:: Records supplied ::
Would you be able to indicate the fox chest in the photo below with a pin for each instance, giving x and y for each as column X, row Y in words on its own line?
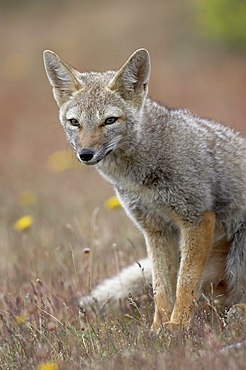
column 147, row 196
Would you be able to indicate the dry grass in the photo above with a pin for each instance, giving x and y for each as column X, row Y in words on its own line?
column 43, row 267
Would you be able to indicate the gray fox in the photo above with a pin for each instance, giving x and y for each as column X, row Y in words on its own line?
column 180, row 178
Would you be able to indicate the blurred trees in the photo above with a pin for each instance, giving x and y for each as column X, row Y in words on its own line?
column 223, row 21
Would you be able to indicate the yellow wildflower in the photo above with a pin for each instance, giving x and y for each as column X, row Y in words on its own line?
column 60, row 161
column 112, row 202
column 23, row 223
column 27, row 198
column 48, row 366
column 20, row 319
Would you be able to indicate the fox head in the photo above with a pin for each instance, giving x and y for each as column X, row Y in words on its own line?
column 99, row 111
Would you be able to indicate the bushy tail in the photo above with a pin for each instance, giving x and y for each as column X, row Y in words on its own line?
column 133, row 279
column 236, row 265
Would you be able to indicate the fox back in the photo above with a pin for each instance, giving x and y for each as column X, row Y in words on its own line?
column 168, row 167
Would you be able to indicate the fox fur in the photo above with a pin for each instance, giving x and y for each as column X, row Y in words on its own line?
column 179, row 177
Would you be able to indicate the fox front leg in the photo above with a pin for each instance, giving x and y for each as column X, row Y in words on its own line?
column 196, row 244
column 164, row 255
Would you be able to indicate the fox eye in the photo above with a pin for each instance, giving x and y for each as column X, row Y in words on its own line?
column 110, row 121
column 74, row 122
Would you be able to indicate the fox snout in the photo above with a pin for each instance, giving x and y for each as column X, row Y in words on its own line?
column 85, row 155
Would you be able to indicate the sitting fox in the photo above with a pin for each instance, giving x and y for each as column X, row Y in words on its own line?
column 180, row 178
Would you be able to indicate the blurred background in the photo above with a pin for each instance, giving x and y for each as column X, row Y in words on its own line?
column 198, row 51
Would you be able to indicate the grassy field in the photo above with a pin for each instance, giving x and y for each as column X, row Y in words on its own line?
column 53, row 209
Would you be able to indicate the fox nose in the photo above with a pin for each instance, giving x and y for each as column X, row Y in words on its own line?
column 86, row 155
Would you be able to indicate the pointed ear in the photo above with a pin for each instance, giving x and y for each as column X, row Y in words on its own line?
column 62, row 77
column 131, row 81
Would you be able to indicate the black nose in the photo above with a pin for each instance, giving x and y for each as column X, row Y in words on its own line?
column 86, row 155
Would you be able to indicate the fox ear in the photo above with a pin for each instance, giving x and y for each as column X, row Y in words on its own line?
column 62, row 77
column 131, row 81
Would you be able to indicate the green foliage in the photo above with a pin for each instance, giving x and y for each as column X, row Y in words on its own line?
column 223, row 21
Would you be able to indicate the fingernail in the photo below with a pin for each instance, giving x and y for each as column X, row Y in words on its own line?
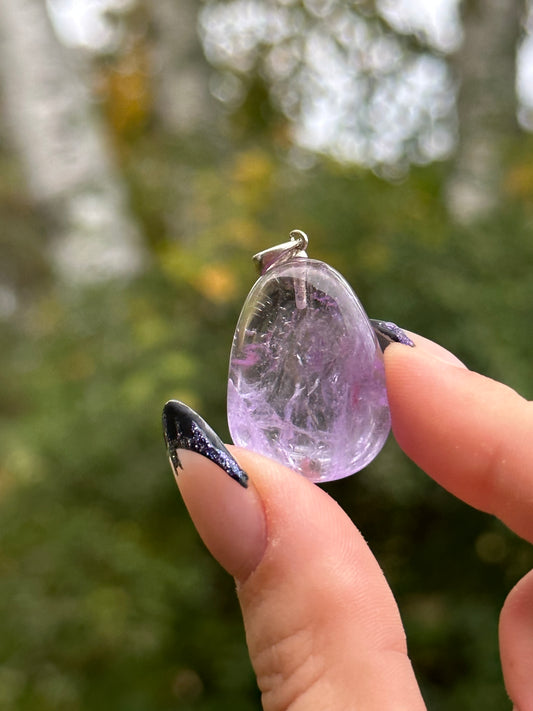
column 230, row 519
column 388, row 332
column 183, row 428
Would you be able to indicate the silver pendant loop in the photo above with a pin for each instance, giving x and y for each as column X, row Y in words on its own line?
column 281, row 252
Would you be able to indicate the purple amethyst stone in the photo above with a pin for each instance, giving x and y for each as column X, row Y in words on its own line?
column 306, row 381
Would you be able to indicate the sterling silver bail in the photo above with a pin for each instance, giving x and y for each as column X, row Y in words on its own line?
column 281, row 252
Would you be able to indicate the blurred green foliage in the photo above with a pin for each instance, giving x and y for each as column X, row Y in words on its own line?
column 108, row 599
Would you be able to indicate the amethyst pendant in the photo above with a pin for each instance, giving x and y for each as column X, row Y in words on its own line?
column 306, row 380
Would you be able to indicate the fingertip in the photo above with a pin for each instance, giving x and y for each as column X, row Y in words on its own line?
column 228, row 517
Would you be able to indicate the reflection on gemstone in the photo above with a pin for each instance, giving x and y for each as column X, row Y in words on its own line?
column 306, row 381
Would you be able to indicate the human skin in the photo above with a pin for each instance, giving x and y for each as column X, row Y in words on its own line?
column 322, row 626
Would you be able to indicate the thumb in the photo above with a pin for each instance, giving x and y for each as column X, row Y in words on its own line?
column 322, row 626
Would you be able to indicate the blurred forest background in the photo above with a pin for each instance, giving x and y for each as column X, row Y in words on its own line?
column 148, row 149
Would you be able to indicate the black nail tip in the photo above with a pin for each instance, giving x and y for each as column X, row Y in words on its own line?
column 183, row 428
column 388, row 332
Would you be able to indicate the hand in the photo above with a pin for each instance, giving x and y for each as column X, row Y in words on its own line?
column 322, row 626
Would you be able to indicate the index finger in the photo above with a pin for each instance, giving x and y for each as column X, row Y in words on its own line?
column 471, row 434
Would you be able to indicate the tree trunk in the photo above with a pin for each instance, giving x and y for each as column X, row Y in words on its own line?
column 486, row 69
column 63, row 149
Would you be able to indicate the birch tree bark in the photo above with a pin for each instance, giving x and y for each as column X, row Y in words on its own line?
column 63, row 149
column 486, row 69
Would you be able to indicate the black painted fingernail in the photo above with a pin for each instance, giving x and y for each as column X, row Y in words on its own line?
column 388, row 332
column 183, row 428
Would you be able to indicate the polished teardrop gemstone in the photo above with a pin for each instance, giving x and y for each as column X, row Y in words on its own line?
column 306, row 379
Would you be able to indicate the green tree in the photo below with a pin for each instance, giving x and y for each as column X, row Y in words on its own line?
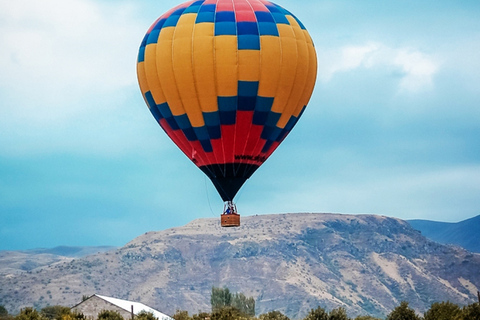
column 273, row 315
column 403, row 312
column 226, row 313
column 181, row 315
column 202, row 316
column 109, row 315
column 442, row 311
column 338, row 314
column 220, row 298
column 144, row 315
column 55, row 312
column 470, row 312
column 3, row 313
column 317, row 314
column 29, row 314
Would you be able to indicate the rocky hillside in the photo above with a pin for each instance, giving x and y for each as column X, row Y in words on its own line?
column 288, row 262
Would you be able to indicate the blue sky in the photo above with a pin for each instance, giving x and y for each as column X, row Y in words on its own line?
column 393, row 126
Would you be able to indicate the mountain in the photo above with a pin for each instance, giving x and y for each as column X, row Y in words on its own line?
column 464, row 233
column 287, row 262
column 26, row 260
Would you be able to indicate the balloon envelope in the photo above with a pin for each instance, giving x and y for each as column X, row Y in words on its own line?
column 227, row 80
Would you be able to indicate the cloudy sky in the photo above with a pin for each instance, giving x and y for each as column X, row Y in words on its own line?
column 393, row 126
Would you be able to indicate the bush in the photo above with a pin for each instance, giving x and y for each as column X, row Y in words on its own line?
column 30, row 314
column 273, row 315
column 317, row 314
column 470, row 312
column 109, row 315
column 181, row 315
column 144, row 315
column 55, row 312
column 442, row 311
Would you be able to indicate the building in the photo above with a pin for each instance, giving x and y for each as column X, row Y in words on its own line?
column 92, row 306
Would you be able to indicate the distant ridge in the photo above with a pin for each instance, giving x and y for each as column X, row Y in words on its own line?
column 465, row 234
column 287, row 262
column 71, row 252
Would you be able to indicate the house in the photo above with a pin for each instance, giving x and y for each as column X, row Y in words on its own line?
column 92, row 306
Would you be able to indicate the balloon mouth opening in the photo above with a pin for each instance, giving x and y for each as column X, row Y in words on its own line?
column 228, row 178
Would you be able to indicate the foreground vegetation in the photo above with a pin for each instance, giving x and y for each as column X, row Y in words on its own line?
column 228, row 306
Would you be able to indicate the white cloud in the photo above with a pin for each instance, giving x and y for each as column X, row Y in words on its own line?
column 417, row 69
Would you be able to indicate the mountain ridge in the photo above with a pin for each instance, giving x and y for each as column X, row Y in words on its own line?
column 465, row 234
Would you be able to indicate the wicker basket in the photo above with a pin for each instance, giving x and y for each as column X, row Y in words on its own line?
column 230, row 220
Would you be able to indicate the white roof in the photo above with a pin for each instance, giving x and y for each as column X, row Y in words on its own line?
column 137, row 307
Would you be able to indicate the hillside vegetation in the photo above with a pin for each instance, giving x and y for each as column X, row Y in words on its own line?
column 290, row 263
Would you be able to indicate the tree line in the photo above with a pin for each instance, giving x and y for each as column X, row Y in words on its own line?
column 226, row 305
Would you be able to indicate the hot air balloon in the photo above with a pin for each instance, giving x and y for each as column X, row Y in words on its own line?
column 227, row 80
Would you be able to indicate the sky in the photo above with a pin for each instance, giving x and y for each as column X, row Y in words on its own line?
column 392, row 128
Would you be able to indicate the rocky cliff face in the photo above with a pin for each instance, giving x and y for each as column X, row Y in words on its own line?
column 290, row 262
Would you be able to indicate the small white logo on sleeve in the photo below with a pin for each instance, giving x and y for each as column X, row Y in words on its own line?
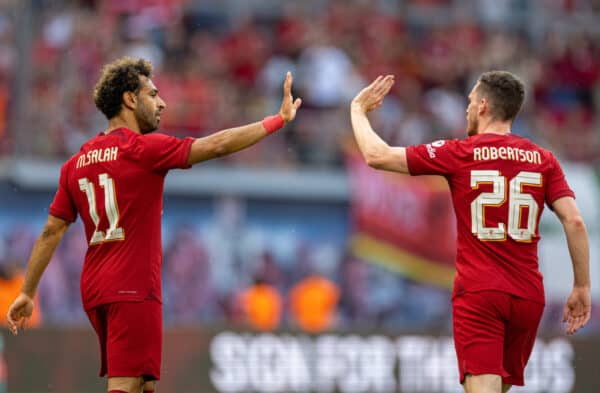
column 431, row 147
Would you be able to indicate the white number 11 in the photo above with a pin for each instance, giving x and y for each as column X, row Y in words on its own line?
column 517, row 200
column 114, row 232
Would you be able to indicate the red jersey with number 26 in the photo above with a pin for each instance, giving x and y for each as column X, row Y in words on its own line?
column 499, row 184
column 115, row 183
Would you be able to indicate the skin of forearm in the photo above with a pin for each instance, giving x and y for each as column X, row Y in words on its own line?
column 226, row 142
column 577, row 241
column 40, row 257
column 369, row 143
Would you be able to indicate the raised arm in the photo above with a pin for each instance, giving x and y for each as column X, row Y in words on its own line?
column 231, row 140
column 22, row 307
column 578, row 306
column 376, row 152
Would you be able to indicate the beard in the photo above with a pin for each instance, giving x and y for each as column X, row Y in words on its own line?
column 147, row 120
column 472, row 126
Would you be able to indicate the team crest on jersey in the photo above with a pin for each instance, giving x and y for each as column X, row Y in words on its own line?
column 432, row 146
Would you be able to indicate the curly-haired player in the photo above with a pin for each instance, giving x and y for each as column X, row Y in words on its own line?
column 115, row 183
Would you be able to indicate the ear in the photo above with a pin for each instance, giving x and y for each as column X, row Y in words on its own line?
column 483, row 106
column 129, row 100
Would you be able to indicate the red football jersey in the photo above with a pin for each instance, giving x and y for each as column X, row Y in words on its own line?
column 115, row 183
column 499, row 184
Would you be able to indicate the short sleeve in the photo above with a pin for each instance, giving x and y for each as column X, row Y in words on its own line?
column 556, row 183
column 436, row 158
column 63, row 205
column 163, row 152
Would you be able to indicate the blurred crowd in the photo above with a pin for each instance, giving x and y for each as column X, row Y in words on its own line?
column 227, row 271
column 221, row 64
column 253, row 278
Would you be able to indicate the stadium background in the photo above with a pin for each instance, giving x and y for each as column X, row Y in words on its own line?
column 300, row 203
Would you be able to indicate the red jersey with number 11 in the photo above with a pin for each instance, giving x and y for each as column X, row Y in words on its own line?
column 115, row 183
column 499, row 184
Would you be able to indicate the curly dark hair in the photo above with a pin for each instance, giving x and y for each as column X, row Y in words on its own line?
column 505, row 91
column 118, row 77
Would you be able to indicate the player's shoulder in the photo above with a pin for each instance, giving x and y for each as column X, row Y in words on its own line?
column 528, row 144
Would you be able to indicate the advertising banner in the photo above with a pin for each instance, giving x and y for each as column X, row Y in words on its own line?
column 404, row 223
column 230, row 361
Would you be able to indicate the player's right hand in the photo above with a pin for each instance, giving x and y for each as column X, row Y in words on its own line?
column 19, row 312
column 372, row 96
column 289, row 106
column 577, row 309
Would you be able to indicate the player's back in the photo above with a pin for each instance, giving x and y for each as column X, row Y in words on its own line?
column 115, row 183
column 499, row 187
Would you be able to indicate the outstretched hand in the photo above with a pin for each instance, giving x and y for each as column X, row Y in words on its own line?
column 289, row 106
column 19, row 312
column 371, row 97
column 577, row 309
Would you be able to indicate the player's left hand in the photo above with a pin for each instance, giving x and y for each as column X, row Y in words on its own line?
column 289, row 106
column 577, row 309
column 19, row 312
column 371, row 97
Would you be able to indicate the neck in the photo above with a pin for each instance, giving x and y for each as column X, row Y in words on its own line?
column 123, row 121
column 495, row 127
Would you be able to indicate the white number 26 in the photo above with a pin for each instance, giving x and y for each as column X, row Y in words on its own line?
column 517, row 200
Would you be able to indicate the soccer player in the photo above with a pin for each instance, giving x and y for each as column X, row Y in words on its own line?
column 499, row 183
column 115, row 183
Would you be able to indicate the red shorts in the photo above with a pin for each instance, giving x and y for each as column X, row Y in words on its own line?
column 494, row 333
column 130, row 335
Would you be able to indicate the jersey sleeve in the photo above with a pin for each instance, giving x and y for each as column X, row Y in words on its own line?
column 63, row 205
column 163, row 152
column 557, row 186
column 436, row 158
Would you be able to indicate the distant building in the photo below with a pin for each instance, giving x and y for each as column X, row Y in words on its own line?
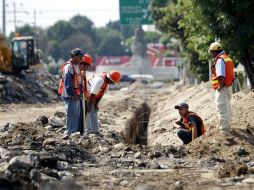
column 162, row 68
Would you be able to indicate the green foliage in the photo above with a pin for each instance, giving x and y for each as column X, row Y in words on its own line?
column 197, row 23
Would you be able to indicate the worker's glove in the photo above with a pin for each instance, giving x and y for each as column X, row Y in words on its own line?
column 75, row 97
column 83, row 75
column 96, row 107
column 88, row 107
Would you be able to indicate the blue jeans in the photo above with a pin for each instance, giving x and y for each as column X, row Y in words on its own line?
column 92, row 125
column 185, row 135
column 72, row 115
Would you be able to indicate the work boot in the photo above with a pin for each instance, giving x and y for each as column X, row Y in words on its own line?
column 225, row 132
column 65, row 137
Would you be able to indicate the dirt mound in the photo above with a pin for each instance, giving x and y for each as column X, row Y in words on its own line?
column 28, row 88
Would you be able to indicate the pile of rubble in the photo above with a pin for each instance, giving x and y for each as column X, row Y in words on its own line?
column 28, row 88
column 33, row 155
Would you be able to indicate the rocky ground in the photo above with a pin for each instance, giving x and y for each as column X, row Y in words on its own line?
column 137, row 148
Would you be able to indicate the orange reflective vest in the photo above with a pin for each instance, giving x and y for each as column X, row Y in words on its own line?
column 200, row 124
column 229, row 71
column 75, row 83
column 102, row 89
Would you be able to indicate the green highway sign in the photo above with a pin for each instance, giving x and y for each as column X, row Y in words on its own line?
column 135, row 12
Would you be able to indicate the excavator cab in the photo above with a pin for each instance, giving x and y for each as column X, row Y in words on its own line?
column 24, row 52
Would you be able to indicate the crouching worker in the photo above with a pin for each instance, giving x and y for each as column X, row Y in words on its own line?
column 96, row 88
column 191, row 125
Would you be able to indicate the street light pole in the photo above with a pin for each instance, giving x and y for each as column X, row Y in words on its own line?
column 14, row 13
column 4, row 19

:: What needs to be done ::
Render everything in the listing from the line containing "Would you be able to indicate the rocky hillside" down to the line containing "column 228, row 306", both included, as a JSON list of strings, one string per line, with blank lines left out.

:: Final result ::
[
  "Would you be able to indicate the rocky hillside in the photo above with a pin for each instance, giving x and y for each as column X, row Y in words on its own line?",
  "column 288, row 262",
  "Would you be able to indicate the blue sky in the photo above with a pin for each instance, giving x and y for each as column X, row Y in words on its own line?",
  "column 393, row 126",
  "Would you be able to indicate the mountain in the photo above with a pin for each instance, giving x and y for each as column X, row Y in words on its own line?",
  "column 464, row 233",
  "column 287, row 262",
  "column 26, row 260",
  "Would you be able to indicate the balloon envelope in the photo above with a pin for each instance, giving x and y for each as column X, row Y in words on its own line?",
  "column 227, row 80",
  "Would you be able to indicate the cloudy sky in the photo above with a pin for each instance, giving x and y for each as column X, row Y in words on its own line?",
  "column 393, row 126",
  "Would you be able to indicate the bush in the photo above with a pin for each instance, giving x and y for each as column X, row Y in words on its own line?",
  "column 30, row 314",
  "column 273, row 315",
  "column 317, row 314",
  "column 470, row 312",
  "column 109, row 315",
  "column 181, row 315",
  "column 144, row 315",
  "column 55, row 312",
  "column 442, row 311",
  "Would you be able to indicate the building in the photo above with a pin for each instance, giving x and y for each as column X, row Y in words on its own line?",
  "column 92, row 306",
  "Would you be able to indicate the distant ridge in the photo above with a pin for each instance, giving x and y for each as column X, row Y in words on its own line?",
  "column 465, row 234",
  "column 287, row 262",
  "column 71, row 252",
  "Would you be able to indicate the house in the photo above with a pin for each instance, giving x and y for each as column X, row Y in words on its own line?",
  "column 92, row 306",
  "Would you be able to indicate the balloon mouth opening in the photo above with a pin for each instance, giving x and y for each as column X, row Y in words on its own line?",
  "column 228, row 178",
  "Would you be able to indicate the foreground vegetation in the photo above with a pin for each instance, giving x and y for each as column X, row Y in words on its own line?",
  "column 228, row 306"
]